## PROBLEM A
In the press release on switching financial advisers, who is named as CEO of SUM180?
## PROBLEM B
Copy out word for word the stretch of the press release on switching financial advisers from "Louisville, KY—March 30, 2017—Individuals" through "simple and affordable.".
***** PAGE *****
6 steps to navigating the process and red tape of switching financial advisers

Louisville, KY—March 30, 2017—Individuals leave their financial advisers for a variety of reasons. “According to industry experts, reasons for leaving a financial adviser include moving, going through a crisis, wanting to reduce fees, not wanting to pay fees, feeling disconnected, feeling ignored or taken advantage of and feeling insecure due to external economic events,” said Carla Dearing, CEO of SUM180, an online financial planning service designed to make financial planning simple and affordable.

“This year, the much-debated new fiduciary rule—delayed for the time being by the Department of Labor—has given many individuals another good reason to consider switching advisers. Regardless of when or whether the fiduciary standard is implemented industry-wide, it makes sense to choose an adviser who is a fiduciary and acts in clients’ best interests when providing advice versus providing the merely ‘suitable’ advice required of a commission-based agent or stockbroker,” Carla continued.
***** DATA EXTRACT *****
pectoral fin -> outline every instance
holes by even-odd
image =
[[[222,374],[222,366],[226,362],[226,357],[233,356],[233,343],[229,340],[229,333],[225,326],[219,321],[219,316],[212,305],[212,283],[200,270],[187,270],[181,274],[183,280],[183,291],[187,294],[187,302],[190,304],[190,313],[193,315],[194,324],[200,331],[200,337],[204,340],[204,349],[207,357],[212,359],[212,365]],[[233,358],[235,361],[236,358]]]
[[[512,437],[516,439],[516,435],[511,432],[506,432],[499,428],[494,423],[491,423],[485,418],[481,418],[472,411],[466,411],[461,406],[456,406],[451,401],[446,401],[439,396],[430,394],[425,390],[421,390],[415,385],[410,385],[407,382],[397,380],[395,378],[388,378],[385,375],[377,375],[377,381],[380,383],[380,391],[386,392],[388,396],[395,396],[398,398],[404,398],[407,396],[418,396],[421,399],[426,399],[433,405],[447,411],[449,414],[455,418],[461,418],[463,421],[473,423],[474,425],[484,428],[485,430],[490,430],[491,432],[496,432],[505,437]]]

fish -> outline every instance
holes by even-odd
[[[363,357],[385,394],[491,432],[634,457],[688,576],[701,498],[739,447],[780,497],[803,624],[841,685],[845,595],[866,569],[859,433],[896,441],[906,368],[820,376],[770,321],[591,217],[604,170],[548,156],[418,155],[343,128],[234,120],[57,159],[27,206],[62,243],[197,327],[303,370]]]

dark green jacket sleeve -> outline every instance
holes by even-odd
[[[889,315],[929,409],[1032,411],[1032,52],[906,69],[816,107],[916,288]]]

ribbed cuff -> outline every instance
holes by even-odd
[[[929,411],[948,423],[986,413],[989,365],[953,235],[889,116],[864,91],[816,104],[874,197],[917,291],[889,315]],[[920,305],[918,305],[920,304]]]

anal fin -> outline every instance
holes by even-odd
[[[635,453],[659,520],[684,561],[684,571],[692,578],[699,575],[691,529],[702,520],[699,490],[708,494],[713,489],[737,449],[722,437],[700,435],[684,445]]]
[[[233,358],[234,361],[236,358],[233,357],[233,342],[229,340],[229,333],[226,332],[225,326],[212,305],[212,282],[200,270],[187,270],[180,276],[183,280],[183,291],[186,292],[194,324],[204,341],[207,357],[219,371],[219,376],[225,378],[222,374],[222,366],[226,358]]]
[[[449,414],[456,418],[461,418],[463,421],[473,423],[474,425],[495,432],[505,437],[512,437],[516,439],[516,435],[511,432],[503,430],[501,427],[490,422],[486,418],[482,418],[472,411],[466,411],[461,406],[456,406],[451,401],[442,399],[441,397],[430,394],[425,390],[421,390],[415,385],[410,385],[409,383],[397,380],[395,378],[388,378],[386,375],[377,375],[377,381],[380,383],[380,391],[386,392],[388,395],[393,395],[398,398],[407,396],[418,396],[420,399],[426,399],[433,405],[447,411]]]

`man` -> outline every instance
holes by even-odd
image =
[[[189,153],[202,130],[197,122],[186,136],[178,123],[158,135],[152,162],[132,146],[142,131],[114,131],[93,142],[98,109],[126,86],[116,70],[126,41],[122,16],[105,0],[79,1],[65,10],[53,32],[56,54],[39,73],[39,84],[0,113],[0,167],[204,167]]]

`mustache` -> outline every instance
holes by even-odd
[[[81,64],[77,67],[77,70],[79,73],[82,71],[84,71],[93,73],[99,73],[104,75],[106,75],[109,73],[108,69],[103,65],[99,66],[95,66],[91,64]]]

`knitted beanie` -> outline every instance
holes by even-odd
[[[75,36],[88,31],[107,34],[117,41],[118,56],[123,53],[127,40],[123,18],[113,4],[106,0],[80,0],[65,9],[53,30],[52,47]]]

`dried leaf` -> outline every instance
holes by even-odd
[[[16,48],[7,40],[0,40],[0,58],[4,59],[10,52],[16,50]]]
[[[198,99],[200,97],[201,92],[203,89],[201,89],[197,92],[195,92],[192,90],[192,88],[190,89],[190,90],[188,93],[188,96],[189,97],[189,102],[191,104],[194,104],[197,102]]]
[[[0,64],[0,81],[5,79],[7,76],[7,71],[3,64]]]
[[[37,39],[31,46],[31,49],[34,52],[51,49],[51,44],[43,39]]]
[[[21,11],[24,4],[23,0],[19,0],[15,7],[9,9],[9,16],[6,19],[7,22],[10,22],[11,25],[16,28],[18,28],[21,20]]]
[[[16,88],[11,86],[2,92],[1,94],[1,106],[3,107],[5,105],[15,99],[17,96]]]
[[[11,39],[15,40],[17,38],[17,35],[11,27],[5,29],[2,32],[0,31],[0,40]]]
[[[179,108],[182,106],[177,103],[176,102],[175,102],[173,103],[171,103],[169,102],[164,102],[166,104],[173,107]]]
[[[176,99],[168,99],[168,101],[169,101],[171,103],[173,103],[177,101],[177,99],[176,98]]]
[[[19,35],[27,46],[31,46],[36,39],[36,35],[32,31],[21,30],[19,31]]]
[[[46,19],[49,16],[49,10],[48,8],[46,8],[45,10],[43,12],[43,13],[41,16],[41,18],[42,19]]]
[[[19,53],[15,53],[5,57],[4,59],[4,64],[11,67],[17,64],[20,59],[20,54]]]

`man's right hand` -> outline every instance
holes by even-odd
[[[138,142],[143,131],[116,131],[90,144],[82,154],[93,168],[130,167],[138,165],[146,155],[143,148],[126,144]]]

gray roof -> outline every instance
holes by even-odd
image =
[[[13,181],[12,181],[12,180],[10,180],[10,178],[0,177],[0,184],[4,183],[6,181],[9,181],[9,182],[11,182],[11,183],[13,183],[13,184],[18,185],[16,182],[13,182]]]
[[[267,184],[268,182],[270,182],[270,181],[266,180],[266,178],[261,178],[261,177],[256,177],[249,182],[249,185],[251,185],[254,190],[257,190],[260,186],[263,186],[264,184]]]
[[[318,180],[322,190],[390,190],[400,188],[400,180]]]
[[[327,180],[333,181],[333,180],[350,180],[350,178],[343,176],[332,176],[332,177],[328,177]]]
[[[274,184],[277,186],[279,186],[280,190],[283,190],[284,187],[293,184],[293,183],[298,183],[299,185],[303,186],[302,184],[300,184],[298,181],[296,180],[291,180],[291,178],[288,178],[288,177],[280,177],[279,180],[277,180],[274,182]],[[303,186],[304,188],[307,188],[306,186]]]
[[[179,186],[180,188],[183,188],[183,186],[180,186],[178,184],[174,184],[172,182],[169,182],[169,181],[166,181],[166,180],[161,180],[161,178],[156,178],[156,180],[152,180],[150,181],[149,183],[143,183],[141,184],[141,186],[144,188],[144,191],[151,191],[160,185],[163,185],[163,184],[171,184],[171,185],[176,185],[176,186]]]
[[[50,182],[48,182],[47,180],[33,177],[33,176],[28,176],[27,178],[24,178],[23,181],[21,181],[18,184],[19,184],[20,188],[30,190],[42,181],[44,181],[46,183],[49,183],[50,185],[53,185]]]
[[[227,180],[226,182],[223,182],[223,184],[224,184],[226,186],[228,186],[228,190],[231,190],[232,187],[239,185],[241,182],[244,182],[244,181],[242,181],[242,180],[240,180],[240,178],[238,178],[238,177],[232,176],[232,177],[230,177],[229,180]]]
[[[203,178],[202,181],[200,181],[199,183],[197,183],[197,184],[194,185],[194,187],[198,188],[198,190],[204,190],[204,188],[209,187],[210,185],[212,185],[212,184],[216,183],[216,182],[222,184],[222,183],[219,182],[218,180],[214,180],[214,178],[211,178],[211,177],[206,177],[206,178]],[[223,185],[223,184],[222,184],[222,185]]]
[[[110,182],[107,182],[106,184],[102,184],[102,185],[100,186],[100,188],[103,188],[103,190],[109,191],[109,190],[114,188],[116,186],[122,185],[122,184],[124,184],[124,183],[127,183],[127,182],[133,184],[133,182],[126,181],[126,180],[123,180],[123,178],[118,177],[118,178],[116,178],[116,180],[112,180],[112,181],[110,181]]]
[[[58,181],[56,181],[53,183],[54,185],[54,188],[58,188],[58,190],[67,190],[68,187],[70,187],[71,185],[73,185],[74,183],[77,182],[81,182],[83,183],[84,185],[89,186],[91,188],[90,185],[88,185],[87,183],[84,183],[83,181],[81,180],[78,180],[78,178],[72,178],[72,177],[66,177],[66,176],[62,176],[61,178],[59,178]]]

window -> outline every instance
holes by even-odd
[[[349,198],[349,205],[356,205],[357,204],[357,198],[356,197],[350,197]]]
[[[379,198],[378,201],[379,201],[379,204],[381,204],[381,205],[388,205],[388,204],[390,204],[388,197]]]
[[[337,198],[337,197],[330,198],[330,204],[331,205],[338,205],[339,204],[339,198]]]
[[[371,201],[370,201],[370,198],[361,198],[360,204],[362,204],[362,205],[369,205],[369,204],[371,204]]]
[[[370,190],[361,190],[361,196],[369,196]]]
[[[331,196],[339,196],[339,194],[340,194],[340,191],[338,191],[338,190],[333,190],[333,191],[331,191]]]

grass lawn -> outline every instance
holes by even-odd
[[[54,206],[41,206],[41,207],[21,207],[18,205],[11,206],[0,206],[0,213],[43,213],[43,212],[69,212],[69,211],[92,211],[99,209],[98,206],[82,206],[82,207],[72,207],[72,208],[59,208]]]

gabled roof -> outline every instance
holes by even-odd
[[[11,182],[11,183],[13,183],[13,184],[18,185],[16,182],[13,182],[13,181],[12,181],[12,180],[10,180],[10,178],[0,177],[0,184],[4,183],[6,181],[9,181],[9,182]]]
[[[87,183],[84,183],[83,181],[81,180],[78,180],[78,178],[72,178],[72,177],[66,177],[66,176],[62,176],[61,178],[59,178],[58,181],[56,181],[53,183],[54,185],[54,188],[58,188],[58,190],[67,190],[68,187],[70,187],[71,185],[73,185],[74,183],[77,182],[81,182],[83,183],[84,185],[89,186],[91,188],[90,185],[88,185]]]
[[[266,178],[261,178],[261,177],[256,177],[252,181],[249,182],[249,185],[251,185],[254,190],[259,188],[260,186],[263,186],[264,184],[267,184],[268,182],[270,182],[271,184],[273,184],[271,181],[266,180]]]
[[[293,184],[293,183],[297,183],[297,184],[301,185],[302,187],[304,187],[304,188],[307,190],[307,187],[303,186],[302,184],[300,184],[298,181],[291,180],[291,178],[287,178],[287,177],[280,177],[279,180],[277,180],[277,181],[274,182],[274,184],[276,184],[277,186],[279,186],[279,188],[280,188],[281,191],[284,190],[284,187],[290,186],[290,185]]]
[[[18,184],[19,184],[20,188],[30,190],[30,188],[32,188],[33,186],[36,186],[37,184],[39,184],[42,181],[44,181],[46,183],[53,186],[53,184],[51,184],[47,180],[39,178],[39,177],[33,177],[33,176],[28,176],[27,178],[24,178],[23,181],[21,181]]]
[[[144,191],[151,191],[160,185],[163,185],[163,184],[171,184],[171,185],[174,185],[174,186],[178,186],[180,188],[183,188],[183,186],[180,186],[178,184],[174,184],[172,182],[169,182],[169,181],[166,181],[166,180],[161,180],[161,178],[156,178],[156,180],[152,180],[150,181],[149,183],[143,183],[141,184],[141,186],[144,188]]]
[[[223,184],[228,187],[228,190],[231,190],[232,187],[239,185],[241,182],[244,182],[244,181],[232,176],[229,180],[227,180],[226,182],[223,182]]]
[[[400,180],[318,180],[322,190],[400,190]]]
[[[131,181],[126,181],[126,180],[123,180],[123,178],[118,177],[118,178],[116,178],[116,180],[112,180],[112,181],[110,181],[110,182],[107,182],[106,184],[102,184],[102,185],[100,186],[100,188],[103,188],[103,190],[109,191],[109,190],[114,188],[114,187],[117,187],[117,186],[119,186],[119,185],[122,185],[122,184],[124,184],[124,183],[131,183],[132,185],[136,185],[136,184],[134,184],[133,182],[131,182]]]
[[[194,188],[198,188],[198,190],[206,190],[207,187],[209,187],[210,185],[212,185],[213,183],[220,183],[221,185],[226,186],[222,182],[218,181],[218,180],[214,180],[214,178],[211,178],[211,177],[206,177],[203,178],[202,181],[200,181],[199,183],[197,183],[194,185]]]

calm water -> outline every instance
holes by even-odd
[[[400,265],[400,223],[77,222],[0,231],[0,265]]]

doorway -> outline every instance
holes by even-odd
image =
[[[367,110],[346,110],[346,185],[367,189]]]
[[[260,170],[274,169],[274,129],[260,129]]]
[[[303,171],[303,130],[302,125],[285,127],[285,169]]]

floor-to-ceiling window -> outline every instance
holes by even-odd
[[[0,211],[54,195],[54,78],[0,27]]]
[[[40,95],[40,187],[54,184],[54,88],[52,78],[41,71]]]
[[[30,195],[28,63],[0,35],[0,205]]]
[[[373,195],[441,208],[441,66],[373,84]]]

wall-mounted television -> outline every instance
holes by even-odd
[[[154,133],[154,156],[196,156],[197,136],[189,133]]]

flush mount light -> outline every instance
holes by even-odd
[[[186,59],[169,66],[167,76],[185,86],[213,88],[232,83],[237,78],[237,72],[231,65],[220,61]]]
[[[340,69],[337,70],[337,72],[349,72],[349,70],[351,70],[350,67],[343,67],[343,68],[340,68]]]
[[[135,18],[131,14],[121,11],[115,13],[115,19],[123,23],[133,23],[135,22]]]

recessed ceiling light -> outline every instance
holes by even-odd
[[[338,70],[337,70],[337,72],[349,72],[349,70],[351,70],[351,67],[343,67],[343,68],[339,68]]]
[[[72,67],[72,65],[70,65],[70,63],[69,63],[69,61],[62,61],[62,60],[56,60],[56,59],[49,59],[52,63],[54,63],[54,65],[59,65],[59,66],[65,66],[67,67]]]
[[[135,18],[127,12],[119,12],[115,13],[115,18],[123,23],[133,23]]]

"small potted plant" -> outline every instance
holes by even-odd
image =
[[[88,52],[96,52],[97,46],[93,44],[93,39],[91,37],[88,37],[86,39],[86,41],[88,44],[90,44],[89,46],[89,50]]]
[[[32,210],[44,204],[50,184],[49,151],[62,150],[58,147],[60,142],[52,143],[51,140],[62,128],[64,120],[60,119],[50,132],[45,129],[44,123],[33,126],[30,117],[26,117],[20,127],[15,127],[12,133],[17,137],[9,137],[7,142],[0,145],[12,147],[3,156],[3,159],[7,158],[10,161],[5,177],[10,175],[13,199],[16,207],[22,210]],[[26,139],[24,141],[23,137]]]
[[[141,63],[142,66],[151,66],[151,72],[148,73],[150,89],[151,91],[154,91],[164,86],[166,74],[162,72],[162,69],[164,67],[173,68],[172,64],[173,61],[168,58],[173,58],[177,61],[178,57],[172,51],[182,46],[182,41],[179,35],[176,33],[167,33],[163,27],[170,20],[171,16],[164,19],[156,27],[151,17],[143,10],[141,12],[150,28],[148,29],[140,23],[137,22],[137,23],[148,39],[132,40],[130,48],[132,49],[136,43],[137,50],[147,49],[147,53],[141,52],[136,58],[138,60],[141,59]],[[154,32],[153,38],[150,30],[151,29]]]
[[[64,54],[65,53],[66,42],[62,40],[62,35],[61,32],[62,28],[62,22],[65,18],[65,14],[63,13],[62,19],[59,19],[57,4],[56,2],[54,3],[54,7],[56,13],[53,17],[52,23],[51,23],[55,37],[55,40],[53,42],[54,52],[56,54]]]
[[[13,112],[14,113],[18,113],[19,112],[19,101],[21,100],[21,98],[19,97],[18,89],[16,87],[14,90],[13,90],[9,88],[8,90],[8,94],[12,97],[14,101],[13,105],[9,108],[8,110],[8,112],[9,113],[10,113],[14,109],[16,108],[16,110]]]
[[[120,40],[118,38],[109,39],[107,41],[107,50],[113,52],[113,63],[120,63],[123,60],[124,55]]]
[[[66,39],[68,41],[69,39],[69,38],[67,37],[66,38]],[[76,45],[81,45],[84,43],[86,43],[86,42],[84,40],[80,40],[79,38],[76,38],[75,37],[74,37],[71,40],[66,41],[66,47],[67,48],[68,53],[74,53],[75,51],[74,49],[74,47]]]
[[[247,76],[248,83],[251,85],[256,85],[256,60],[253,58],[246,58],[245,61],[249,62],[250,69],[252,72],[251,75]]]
*****
## TASK RESPONSE A
Carla Dearing

## TASK RESPONSE B
Louisville, KY—March 30, 2017—Individuals leave their financial advisers for a variety of reasons. “According to industry experts, reasons for leaving a financial adviser include moving, going through a crisis, wanting to reduce fees, not wanting to pay fees, feeling disconnected, feeling ignored or taken advantage of and feeling insecure due to external economic events,” said Carla Dearing, CEO of SUM180, an online financial planning service designed to make financial planning simple and affordable.